- [DIRECTIONS]:
Please write out all of the material below word for word, leaving the pictures out.

Pointing records
****************************************
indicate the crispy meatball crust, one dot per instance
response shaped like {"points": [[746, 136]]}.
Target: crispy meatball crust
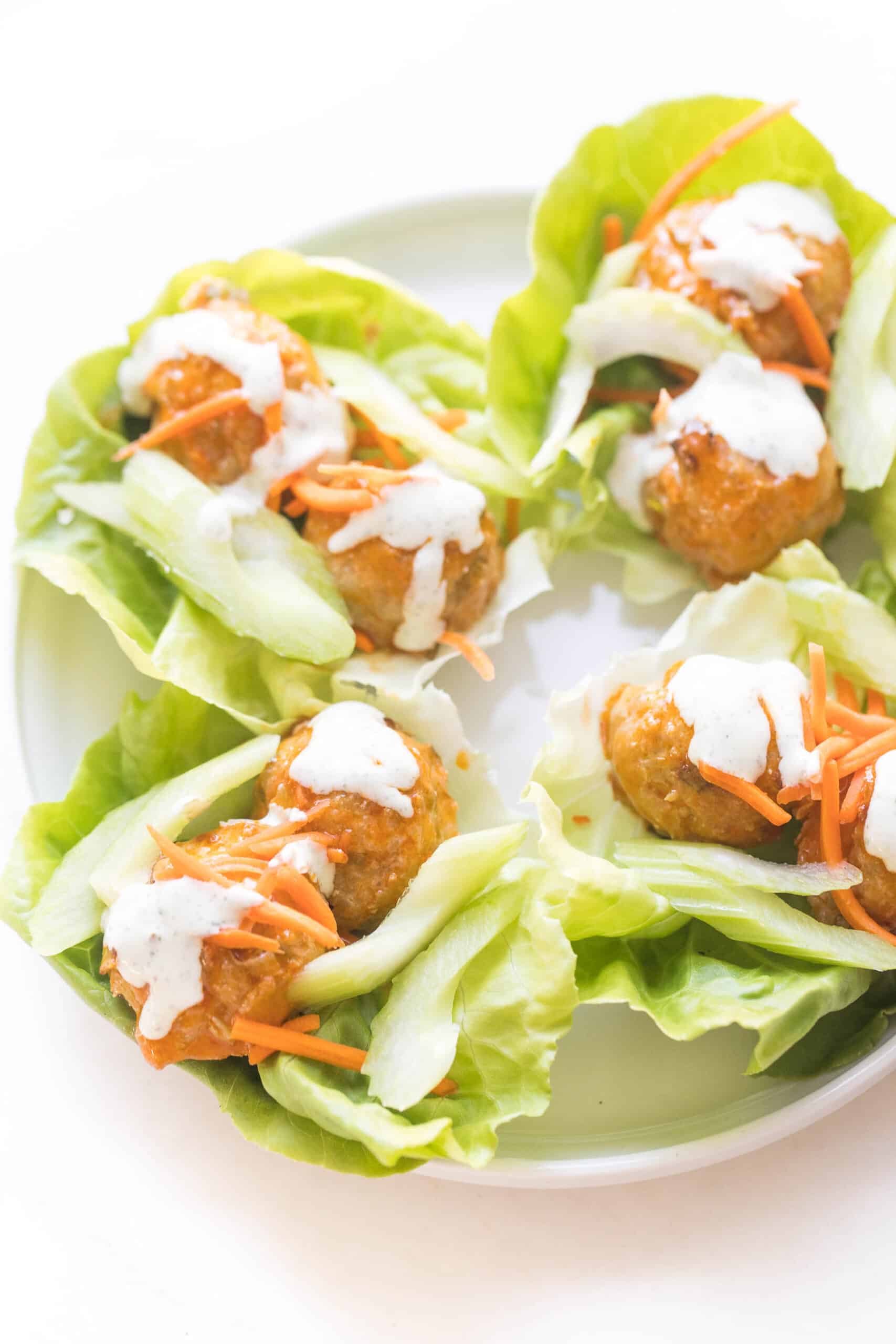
{"points": [[219, 450], [385, 848], [729, 515], [666, 264], [374, 577], [647, 741], [878, 889], [236, 982]]}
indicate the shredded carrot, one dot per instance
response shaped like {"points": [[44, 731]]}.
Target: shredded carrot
{"points": [[808, 377], [327, 499], [868, 752], [309, 1022], [282, 917], [364, 472], [184, 421], [809, 737], [476, 656], [312, 1047], [449, 421], [387, 447], [853, 796], [244, 939], [806, 323], [187, 865], [818, 697], [863, 725], [275, 418], [715, 150], [304, 896], [846, 692], [875, 704], [512, 519], [613, 236], [750, 793]]}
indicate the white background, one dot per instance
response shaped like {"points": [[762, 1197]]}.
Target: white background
{"points": [[136, 140]]}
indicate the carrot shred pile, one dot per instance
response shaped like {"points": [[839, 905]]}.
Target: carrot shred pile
{"points": [[477, 658], [300, 1042], [613, 236], [715, 150], [806, 323]]}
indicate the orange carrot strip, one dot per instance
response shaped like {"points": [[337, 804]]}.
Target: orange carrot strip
{"points": [[861, 725], [187, 865], [309, 1022], [806, 323], [328, 500], [715, 150], [305, 896], [476, 656], [184, 421], [244, 939], [449, 421], [868, 752], [818, 682], [750, 793], [846, 691], [275, 418], [875, 704], [809, 737], [808, 377], [853, 796], [512, 519], [613, 236], [312, 1047], [282, 917]]}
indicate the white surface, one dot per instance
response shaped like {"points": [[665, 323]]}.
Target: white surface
{"points": [[299, 116]]}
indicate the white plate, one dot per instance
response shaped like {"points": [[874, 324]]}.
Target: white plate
{"points": [[628, 1102]]}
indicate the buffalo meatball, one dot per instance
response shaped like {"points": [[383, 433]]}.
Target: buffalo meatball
{"points": [[647, 741], [729, 514], [236, 982], [385, 850], [219, 450], [667, 264], [375, 577]]}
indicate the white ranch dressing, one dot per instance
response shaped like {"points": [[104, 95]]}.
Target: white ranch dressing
{"points": [[308, 857], [880, 819], [156, 930], [761, 413], [316, 428], [257, 365], [354, 750], [419, 515], [722, 699], [750, 253]]}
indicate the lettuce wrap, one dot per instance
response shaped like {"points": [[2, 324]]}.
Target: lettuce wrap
{"points": [[254, 624], [476, 952], [702, 936], [577, 316]]}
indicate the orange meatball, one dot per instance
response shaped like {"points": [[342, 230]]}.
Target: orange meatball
{"points": [[729, 515], [374, 577], [647, 741], [236, 982], [666, 264], [385, 850]]}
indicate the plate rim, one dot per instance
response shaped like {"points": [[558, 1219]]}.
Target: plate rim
{"points": [[535, 1172]]}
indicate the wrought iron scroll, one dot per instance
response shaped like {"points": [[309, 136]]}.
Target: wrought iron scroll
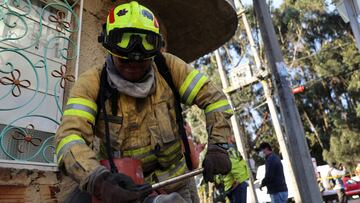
****************************************
- [WRITTEN ANSWER]:
indicate the crispy meatball crust, one dot per instance
response shaped like {"points": [[746, 136]]}.
Target: crispy meatball crust
{"points": [[219, 450], [385, 848], [729, 515], [666, 264], [374, 577], [647, 741], [878, 889], [236, 982]]}
indicate the shredded carrot, one dot per instance
response shaped like {"points": [[44, 731]]}.
Target: shredded carrot
{"points": [[808, 377], [327, 499], [868, 752], [309, 1022], [282, 917], [364, 472], [184, 421], [809, 737], [476, 656], [312, 1047], [449, 421], [387, 447], [853, 796], [244, 939], [806, 323], [187, 865], [818, 697], [863, 725], [275, 418], [715, 150], [304, 896], [846, 692], [875, 704], [512, 519], [613, 236], [750, 793]]}
indicate the white background, one dot per instance
response shaped like {"points": [[762, 1197]]}.
Target: white background
{"points": [[136, 140]]}
indicate the carrot shred pile, one dot per instance
response shaped like {"points": [[839, 905]]}.
Target: carrot shred pile
{"points": [[477, 658], [300, 1042], [613, 236], [715, 150], [806, 323]]}
indicate the orange carrot strip, one dot per instance
response shaped like {"points": [[337, 804]]}.
Target: orange carrot strip
{"points": [[861, 725], [187, 865], [309, 1022], [806, 323], [328, 500], [715, 150], [305, 896], [476, 656], [184, 421], [244, 939], [449, 421], [868, 752], [818, 682], [750, 793], [846, 691], [275, 418], [875, 704], [809, 737], [808, 377], [853, 796], [512, 519], [613, 236], [312, 1047], [282, 917]]}
indicate the white surface, one dot per instance
response shaped like {"points": [[665, 323]]}.
Target: white surface
{"points": [[299, 116]]}
indicate the white plate, one dot per instance
response shaped like {"points": [[874, 324]]}.
Target: white plate
{"points": [[628, 1102]]}
indicate the buffalo meatball, one dot per instance
response shaped like {"points": [[383, 433]]}.
Target: buffalo meatball
{"points": [[647, 741], [729, 514], [236, 982], [385, 850], [219, 450], [667, 264], [375, 577]]}
indicate the white ranch dressing, one dot per instance
response shaped like {"points": [[104, 95]]}.
Target: white ranch dressing
{"points": [[308, 857], [880, 819], [156, 930], [761, 413], [316, 428], [257, 365], [354, 750], [419, 515], [722, 699], [750, 253]]}
indicate the lettuce wrap, one dot per instance
response shaped like {"points": [[2, 324]]}.
Target: lettuce wrap
{"points": [[254, 624], [476, 952], [702, 936], [577, 316]]}
indicate the orange meatball, one dot per instance
response shaped like {"points": [[342, 230]]}.
Target: orange meatball
{"points": [[729, 515], [374, 577], [647, 741], [236, 982], [666, 264], [385, 850]]}
indicate the plate rim, one dot per instance
response shaped like {"points": [[558, 1219]]}.
Target: plate rim
{"points": [[535, 1172]]}
indicate the wrought iron scroll, one dot per instance
response shaped like {"points": [[309, 136]]}.
Target: wrought iron scroll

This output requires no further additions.